Exercise prompt: Copy out, exactly as given, every line from the line with "object | green combine harvester" to the end of the listing, both of those lines included.

● ● ● ● ● ● ●

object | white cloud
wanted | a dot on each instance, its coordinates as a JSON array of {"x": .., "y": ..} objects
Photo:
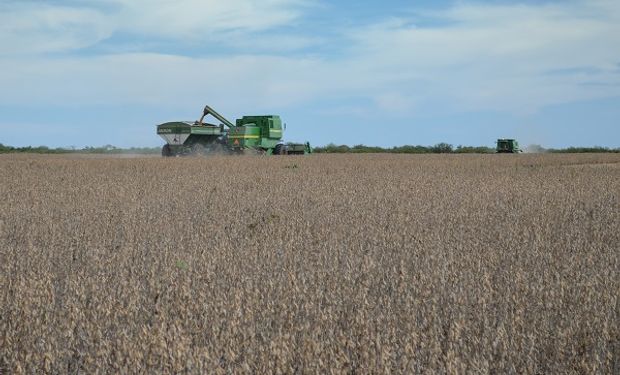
[
  {"x": 498, "y": 57},
  {"x": 196, "y": 19},
  {"x": 30, "y": 27},
  {"x": 512, "y": 58},
  {"x": 35, "y": 28}
]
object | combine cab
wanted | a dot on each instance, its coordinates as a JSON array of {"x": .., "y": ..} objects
[
  {"x": 507, "y": 146},
  {"x": 250, "y": 134}
]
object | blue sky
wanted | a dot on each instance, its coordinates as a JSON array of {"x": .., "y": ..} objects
[{"x": 385, "y": 73}]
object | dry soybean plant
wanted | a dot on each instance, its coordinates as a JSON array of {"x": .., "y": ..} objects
[{"x": 318, "y": 264}]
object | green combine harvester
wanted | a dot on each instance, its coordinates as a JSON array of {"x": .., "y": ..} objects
[
  {"x": 507, "y": 146},
  {"x": 249, "y": 135}
]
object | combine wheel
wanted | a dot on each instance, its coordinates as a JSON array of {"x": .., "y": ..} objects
[
  {"x": 278, "y": 150},
  {"x": 166, "y": 151}
]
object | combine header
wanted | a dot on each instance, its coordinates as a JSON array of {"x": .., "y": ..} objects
[{"x": 249, "y": 134}]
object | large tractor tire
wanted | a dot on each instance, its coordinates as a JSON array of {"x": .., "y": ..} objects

● ● ● ● ● ● ●

Result for this task:
object | green combine harvester
wanted | a dot on each instance, its coordinates as a JSON array of {"x": .., "y": ..} objects
[
  {"x": 507, "y": 146},
  {"x": 249, "y": 135}
]
object | combine wheel
wanted | a dot on each instance, its coordinates as a JSON array of {"x": .., "y": ..} objects
[
  {"x": 278, "y": 150},
  {"x": 166, "y": 151}
]
object | combine header
wanted | a dot on each instance, its coordinates as a JSON array of {"x": .., "y": ..} objects
[{"x": 249, "y": 134}]
object | large tractor tire
wanted | a dot on each instance, its coordinates as a JSON array of {"x": .., "y": ..} objects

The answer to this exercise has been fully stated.